─── Data for the task ───

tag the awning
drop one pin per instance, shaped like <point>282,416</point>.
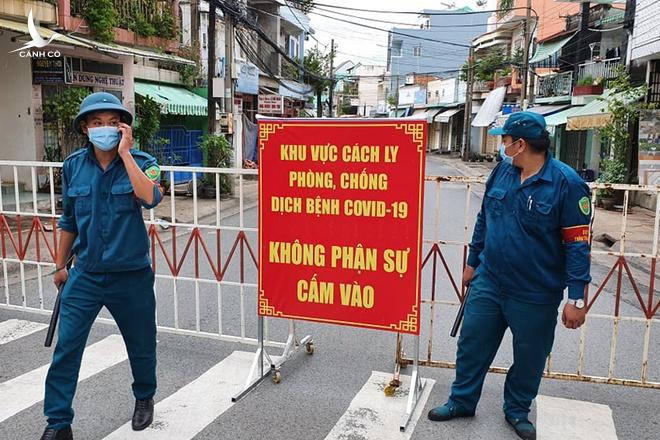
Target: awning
<point>294,89</point>
<point>132,51</point>
<point>173,100</point>
<point>446,115</point>
<point>45,33</point>
<point>562,117</point>
<point>428,115</point>
<point>547,50</point>
<point>592,115</point>
<point>489,109</point>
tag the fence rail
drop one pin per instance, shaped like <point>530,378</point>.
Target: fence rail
<point>206,269</point>
<point>606,69</point>
<point>626,268</point>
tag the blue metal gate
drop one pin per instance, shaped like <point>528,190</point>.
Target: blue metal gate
<point>178,146</point>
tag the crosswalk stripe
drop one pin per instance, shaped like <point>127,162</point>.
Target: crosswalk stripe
<point>26,390</point>
<point>373,416</point>
<point>566,419</point>
<point>13,329</point>
<point>185,413</point>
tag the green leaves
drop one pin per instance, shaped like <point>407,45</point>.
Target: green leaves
<point>102,18</point>
<point>147,122</point>
<point>318,64</point>
<point>624,106</point>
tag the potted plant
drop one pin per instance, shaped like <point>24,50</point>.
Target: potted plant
<point>217,154</point>
<point>588,86</point>
<point>614,171</point>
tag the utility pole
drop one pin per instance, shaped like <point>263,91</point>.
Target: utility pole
<point>210,71</point>
<point>229,82</point>
<point>194,23</point>
<point>467,125</point>
<point>331,95</point>
<point>581,50</point>
<point>528,43</point>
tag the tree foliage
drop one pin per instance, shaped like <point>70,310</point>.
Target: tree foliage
<point>317,69</point>
<point>624,106</point>
<point>63,108</point>
<point>486,66</point>
<point>102,18</point>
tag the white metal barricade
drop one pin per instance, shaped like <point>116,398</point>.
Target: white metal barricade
<point>203,244</point>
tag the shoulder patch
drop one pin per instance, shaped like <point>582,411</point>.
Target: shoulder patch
<point>153,173</point>
<point>585,205</point>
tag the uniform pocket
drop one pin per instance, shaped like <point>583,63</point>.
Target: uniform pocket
<point>123,198</point>
<point>81,197</point>
<point>538,215</point>
<point>494,201</point>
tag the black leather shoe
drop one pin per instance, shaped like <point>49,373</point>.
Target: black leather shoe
<point>523,428</point>
<point>57,434</point>
<point>143,414</point>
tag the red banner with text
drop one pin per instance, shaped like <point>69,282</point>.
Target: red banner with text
<point>340,221</point>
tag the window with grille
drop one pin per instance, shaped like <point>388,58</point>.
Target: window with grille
<point>397,48</point>
<point>654,82</point>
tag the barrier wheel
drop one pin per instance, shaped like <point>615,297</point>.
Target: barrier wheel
<point>389,390</point>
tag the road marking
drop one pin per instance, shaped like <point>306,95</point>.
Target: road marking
<point>573,420</point>
<point>13,329</point>
<point>372,415</point>
<point>188,411</point>
<point>26,390</point>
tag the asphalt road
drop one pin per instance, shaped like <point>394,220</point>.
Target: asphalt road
<point>316,391</point>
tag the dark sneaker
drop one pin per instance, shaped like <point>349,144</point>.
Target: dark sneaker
<point>57,434</point>
<point>523,428</point>
<point>143,414</point>
<point>447,412</point>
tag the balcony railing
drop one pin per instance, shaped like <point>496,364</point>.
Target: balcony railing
<point>605,69</point>
<point>482,86</point>
<point>130,11</point>
<point>556,85</point>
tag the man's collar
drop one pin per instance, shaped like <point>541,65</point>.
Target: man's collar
<point>546,172</point>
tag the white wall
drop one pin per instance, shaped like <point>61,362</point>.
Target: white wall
<point>17,140</point>
<point>646,33</point>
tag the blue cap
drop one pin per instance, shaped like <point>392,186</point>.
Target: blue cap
<point>101,101</point>
<point>526,125</point>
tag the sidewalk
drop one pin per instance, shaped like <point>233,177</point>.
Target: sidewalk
<point>468,169</point>
<point>640,223</point>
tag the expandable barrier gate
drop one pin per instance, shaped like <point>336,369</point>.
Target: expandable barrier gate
<point>205,266</point>
<point>621,300</point>
<point>204,259</point>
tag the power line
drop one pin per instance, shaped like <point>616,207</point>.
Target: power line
<point>399,23</point>
<point>449,43</point>
<point>439,13</point>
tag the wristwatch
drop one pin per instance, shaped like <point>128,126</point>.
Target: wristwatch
<point>577,303</point>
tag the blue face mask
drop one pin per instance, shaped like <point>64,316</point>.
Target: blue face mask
<point>506,158</point>
<point>104,138</point>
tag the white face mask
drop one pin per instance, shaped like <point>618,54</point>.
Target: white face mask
<point>505,157</point>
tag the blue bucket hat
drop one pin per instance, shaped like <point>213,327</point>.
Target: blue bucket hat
<point>526,125</point>
<point>101,101</point>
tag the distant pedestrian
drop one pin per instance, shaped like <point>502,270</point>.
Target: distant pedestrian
<point>530,242</point>
<point>104,186</point>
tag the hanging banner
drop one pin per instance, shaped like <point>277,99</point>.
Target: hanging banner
<point>340,221</point>
<point>649,147</point>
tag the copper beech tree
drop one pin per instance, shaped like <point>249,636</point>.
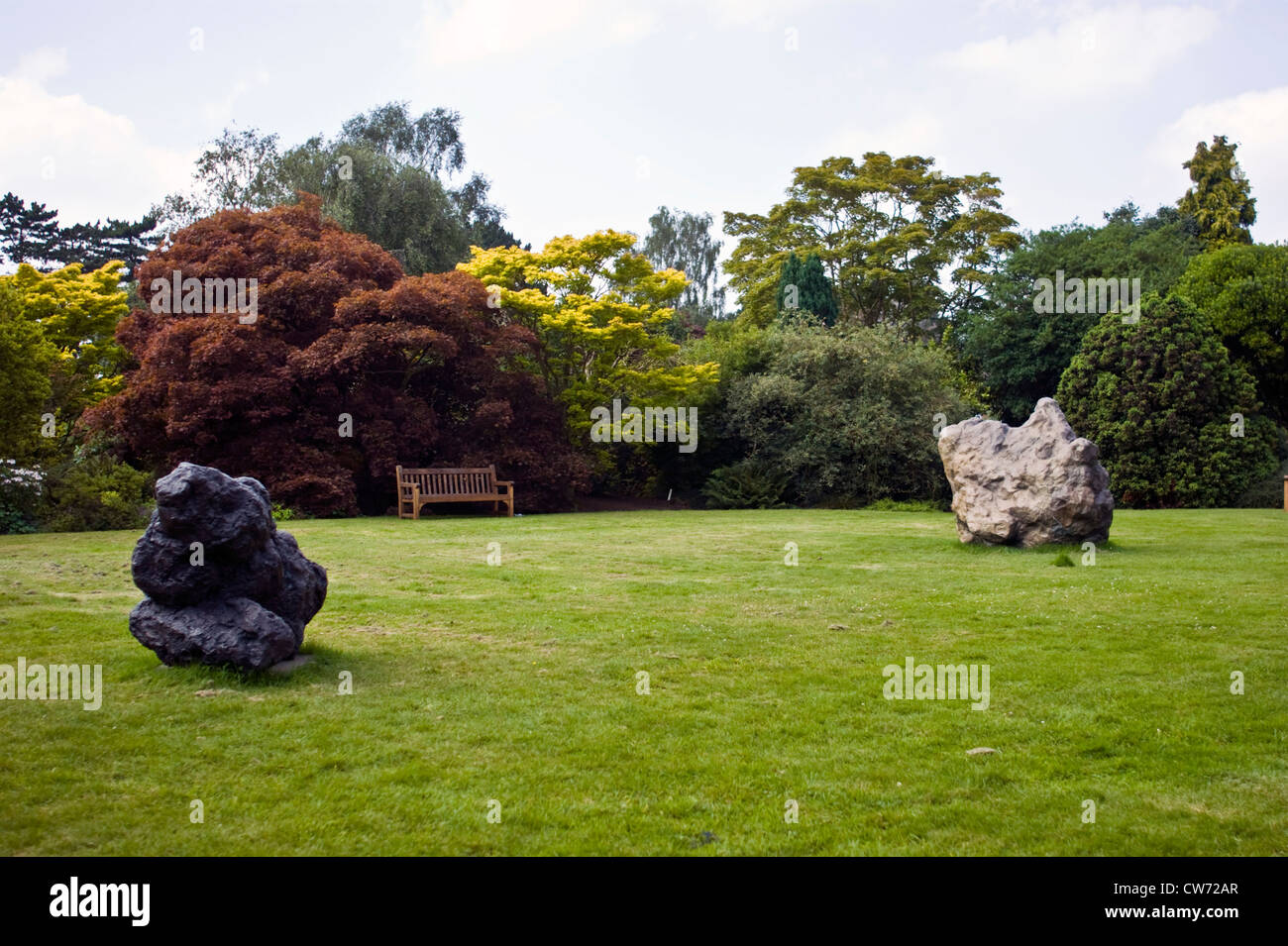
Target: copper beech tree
<point>340,369</point>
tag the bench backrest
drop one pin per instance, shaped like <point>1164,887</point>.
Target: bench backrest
<point>455,481</point>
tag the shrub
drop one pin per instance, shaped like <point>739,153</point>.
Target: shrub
<point>848,415</point>
<point>748,484</point>
<point>20,498</point>
<point>1157,398</point>
<point>93,493</point>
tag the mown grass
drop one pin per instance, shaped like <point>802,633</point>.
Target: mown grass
<point>518,683</point>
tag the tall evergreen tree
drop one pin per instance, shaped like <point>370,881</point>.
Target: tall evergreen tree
<point>815,289</point>
<point>98,244</point>
<point>683,241</point>
<point>29,232</point>
<point>790,284</point>
<point>1222,198</point>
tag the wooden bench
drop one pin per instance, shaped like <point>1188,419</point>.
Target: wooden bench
<point>417,485</point>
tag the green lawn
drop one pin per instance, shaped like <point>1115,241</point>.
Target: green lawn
<point>518,683</point>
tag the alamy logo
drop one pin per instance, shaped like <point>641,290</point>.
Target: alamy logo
<point>75,898</point>
<point>943,683</point>
<point>652,425</point>
<point>1077,296</point>
<point>193,296</point>
<point>26,681</point>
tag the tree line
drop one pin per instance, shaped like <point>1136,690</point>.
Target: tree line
<point>880,295</point>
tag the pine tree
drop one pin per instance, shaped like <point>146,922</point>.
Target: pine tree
<point>815,291</point>
<point>790,284</point>
<point>1222,198</point>
<point>29,232</point>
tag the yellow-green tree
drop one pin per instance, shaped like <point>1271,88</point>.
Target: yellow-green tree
<point>600,313</point>
<point>76,313</point>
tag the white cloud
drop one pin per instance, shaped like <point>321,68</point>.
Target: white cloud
<point>1257,121</point>
<point>1087,53</point>
<point>77,158</point>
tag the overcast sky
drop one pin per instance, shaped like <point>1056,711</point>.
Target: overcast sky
<point>590,115</point>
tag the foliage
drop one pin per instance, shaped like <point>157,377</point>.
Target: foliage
<point>1243,291</point>
<point>89,493</point>
<point>600,312</point>
<point>804,287</point>
<point>683,242</point>
<point>29,232</point>
<point>77,313</point>
<point>748,484</point>
<point>240,168</point>
<point>26,361</point>
<point>1158,399</point>
<point>348,370</point>
<point>885,232</point>
<point>381,176</point>
<point>848,413</point>
<point>20,498</point>
<point>1018,353</point>
<point>97,245</point>
<point>1222,198</point>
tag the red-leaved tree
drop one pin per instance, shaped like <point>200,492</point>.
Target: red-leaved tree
<point>347,369</point>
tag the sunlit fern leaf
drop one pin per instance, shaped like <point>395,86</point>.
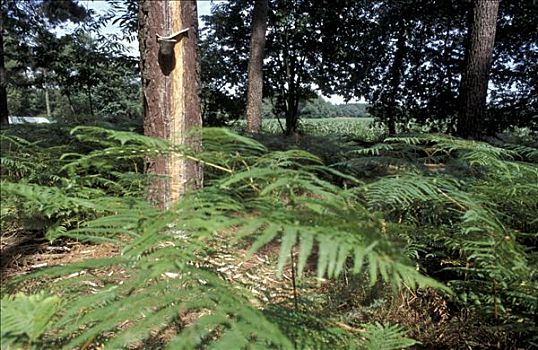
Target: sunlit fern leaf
<point>26,317</point>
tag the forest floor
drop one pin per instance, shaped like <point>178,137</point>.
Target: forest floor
<point>345,303</point>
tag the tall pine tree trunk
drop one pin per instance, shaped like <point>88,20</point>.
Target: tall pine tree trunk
<point>170,79</point>
<point>4,112</point>
<point>475,75</point>
<point>255,67</point>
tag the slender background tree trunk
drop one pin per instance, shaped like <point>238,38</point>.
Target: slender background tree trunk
<point>395,79</point>
<point>47,95</point>
<point>475,75</point>
<point>255,67</point>
<point>4,112</point>
<point>171,99</point>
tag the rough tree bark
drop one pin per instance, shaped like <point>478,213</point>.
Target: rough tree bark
<point>475,76</point>
<point>4,112</point>
<point>255,67</point>
<point>170,81</point>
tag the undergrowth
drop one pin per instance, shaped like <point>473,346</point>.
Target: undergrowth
<point>423,211</point>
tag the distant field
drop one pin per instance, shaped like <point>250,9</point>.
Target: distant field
<point>361,127</point>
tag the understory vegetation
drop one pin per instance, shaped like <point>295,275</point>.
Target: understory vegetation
<point>417,240</point>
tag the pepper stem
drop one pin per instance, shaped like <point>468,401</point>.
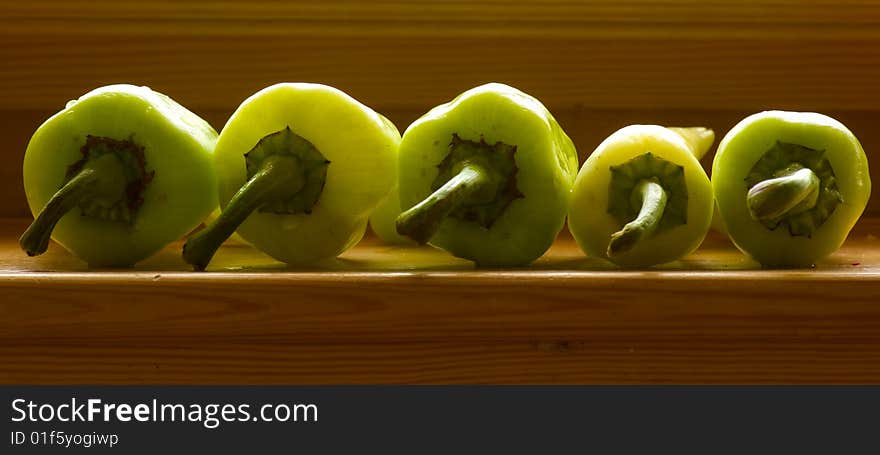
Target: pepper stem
<point>652,198</point>
<point>279,177</point>
<point>101,178</point>
<point>797,190</point>
<point>421,222</point>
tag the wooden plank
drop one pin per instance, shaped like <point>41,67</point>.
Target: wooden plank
<point>487,18</point>
<point>664,55</point>
<point>416,315</point>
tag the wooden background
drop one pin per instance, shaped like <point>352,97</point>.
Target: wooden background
<point>598,65</point>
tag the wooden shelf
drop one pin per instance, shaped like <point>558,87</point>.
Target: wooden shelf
<point>382,314</point>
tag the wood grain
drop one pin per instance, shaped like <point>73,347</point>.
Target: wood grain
<point>587,128</point>
<point>414,315</point>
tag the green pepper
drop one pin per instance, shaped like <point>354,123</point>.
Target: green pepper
<point>300,169</point>
<point>118,174</point>
<point>383,219</point>
<point>790,186</point>
<point>486,177</point>
<point>642,198</point>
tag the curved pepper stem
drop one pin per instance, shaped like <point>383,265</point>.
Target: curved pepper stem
<point>280,176</point>
<point>794,192</point>
<point>102,178</point>
<point>421,222</point>
<point>652,197</point>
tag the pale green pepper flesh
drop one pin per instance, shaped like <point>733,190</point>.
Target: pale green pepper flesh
<point>117,175</point>
<point>642,198</point>
<point>790,186</point>
<point>514,151</point>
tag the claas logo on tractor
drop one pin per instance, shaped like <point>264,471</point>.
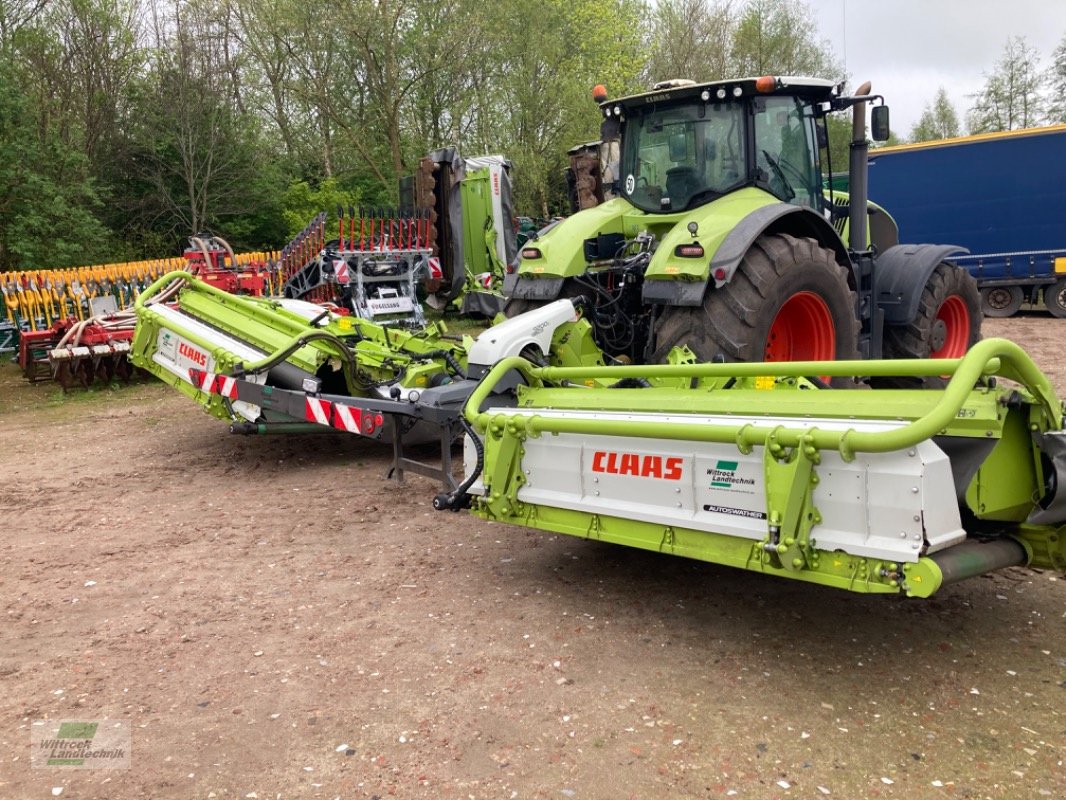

───

> _Task directions_:
Tally the lines in the material above that contain the word "leaves", and reply with the number alone.

> _Output below_:
2